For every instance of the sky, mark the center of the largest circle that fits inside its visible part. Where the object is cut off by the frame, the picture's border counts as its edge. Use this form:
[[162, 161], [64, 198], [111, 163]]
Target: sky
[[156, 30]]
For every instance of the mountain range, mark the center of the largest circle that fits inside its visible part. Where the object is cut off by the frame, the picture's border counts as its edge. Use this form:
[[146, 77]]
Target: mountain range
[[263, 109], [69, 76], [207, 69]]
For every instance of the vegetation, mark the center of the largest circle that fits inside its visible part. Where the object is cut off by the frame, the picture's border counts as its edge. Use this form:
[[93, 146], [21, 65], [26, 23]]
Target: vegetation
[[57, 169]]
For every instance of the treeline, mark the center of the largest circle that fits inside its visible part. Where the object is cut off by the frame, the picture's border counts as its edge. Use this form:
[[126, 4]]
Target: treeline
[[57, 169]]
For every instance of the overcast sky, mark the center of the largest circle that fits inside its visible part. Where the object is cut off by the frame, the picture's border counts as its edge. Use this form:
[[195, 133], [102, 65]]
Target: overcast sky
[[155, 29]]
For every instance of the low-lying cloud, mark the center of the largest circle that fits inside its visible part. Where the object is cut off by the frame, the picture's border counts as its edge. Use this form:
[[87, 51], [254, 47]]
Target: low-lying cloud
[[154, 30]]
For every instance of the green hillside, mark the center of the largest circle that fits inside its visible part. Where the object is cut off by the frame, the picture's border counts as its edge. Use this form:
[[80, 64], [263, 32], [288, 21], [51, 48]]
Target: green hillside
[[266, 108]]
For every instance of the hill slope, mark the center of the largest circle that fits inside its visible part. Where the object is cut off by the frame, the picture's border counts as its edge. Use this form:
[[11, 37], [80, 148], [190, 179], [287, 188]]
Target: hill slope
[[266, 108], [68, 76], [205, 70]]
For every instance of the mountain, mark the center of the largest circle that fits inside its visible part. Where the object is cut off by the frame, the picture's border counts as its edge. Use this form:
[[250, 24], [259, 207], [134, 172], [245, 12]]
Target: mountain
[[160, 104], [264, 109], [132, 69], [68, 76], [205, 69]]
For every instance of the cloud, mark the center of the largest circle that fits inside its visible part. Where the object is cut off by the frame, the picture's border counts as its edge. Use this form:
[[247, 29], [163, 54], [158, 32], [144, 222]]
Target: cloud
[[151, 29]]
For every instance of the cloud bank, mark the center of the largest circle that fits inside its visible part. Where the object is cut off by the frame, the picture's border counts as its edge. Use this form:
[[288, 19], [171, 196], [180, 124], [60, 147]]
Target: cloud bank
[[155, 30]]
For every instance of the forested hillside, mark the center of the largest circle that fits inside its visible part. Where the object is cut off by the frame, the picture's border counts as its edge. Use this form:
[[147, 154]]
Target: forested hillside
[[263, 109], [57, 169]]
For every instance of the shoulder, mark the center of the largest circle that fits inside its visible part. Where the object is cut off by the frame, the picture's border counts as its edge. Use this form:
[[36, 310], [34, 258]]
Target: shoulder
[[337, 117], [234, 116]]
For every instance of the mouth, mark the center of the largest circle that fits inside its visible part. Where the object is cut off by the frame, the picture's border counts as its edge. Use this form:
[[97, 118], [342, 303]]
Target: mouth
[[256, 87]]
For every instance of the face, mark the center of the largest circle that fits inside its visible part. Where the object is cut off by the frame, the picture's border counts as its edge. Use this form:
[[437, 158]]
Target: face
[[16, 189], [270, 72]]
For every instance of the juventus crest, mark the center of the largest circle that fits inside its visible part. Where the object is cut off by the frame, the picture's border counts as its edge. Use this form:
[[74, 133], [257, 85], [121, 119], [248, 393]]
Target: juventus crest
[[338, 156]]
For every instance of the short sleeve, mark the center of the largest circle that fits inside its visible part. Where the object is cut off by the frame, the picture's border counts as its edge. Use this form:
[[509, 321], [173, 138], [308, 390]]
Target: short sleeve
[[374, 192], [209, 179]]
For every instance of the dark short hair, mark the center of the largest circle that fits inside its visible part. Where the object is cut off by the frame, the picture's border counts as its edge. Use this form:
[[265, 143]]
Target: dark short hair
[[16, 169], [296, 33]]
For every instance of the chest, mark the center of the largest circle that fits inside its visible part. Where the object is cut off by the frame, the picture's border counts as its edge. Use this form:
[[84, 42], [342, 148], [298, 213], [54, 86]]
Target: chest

━━━━━━━━━━━━━━━━

- _WORK TO BE COMPLETED_: Rewrite all of the rows above with every occurrence of "largest circle" changed to "biggest circle", leaving everything else as it is.

- _TASK SOLUTION_:
For every instance of the sky, mark the center of the biggest circle that fits inside its visible part. Where the object is cut off by the frame, the picture's border counts as its edge. Use this form:
[[162, 161], [64, 198], [111, 163]]
Target: sky
[[156, 30]]
For every instance of the mountain range, mark the center of the biggest circle that fits inside its visible part. Where the object is cut off by the frame, the picture's border counts as its edge. Use this form:
[[146, 77]]
Target: mountain range
[[263, 109], [69, 76], [207, 69]]
For every instance of the vegetation, mark the center of the biggest circle that fits inside its visible part. Where the object is cut off by the frame, the picture's border counts as its edge. Use this form:
[[93, 146], [21, 65], [26, 23]]
Target: vegetation
[[57, 169]]
For every instance of the treeline, mark the center of the biggest circle that fits inside its visible part. Where the object is cut off by the frame, the picture's border counts as its edge. Use this form:
[[126, 4]]
Target: treeline
[[57, 169]]
For every instance of the overcast sky, mark the center of the biggest circle that fits inside its visible part. Where the object is cut off by the frame, the picture's border counts as its edge. Use this form:
[[195, 133], [102, 65]]
Target: overcast sky
[[155, 29]]
For every instance of the low-lying cloud, mark the center of the biggest circle that fits inside its visible part. Where the object is cut off by the frame, the picture's border counts as its edge. Use this form:
[[87, 51], [254, 47]]
Target: low-lying cloud
[[154, 30]]
For every instance of the green hillside, mark the center of the biggest circle that fits inside its visible part. Where the object is cut off by the frame, the picture's border counts as its edge. Use this form:
[[80, 64], [263, 32], [288, 21], [51, 48]]
Target: green hillside
[[266, 108]]
For every instance of the hill slope, mark the center of the biggest circle that fits inside its visible part. Where the object is cut off by the frame, the picture's border counts as its edge. Use this form:
[[11, 37], [80, 148], [190, 179], [287, 188]]
Target: hill slope
[[266, 108], [68, 76], [205, 70]]
For every instance of the mountain, mark the center of the biggest circle that fits inside its visible part. Where the object is cut off by the frame, the picture's border counts as its edge. Use this form:
[[250, 24], [259, 207], [134, 172], [245, 12]]
Target: mountain
[[160, 104], [264, 109], [132, 69], [68, 76], [205, 69]]
For every instance of the cloud, mark the center of the biggest circle that fits inside its visible part. Where the object is cut off by the frame, the picture's border counts as its edge. Use this form:
[[247, 29], [163, 54], [158, 32], [144, 222]]
Target: cloud
[[151, 29]]
For every instance of the cloud bank, mark the center of the biggest circle that fits inside its visible part. Where the object is cut off by the frame, the picture's border counts as its edge. Use this form:
[[288, 19], [171, 196], [180, 124], [60, 147]]
Target: cloud bank
[[155, 30]]
For every instance of the forested hillside, mark the center of the biggest circle that fits inside its visible part. Where the object is cut off by the frame, the picture's border counts as its edge. Use this form:
[[147, 154]]
Target: forested hillside
[[263, 109], [57, 169]]
For every instance of the shoulder, mark the center of the biggest circle that fits inside its visible part. Where the object is cut off by the frame, the picture's border counts as its edge. Use this form:
[[36, 310], [34, 258]]
Target: shoulder
[[337, 117], [234, 116]]
For every instance of the mouth, mark the center of the biggest circle that fits inside its visible part. Where the object is cut off by the frame, the picture's border counts as its edge. Use this form:
[[97, 118], [342, 303]]
Target: mouth
[[256, 87]]
For every instance of the face, mark the center of the biggest circle that fits inside its visible part. Where the object is cut off by the frame, the picture's border counts as its edge. Use this form:
[[437, 158]]
Target: face
[[16, 189], [270, 72]]
For every instance of the juventus crest, mark the center of the biggest circle that fits inside its visible part. Where the object is cut off by the frame, the picture's border counts as its edge. Use this form:
[[74, 133], [257, 85], [121, 119], [248, 393]]
Target: juventus crest
[[338, 156]]
For every instance of the short sleeve, mark the center of the biggest circle that fits inside its visible part. Where the object is cut off by the frame, the picture's border counts as its edge. Use this form:
[[509, 321], [173, 138], [308, 390]]
Target: short sleeve
[[374, 192], [209, 179]]
For every instance of the dark short hair, mark the center of the biggest circle that fits inside its visible part. Where the object is cut off by the frame, the picture's border counts as its edge. Use this form:
[[265, 143]]
Target: dark short hair
[[16, 169], [296, 33]]
For every instance of the chest, mark the center of the biggest circle that fits inside its visible part. Where the object is cut off by the frame, the picture's border counts as its edge. Use this form:
[[84, 42], [342, 148], [298, 213], [54, 86]]
Target: chest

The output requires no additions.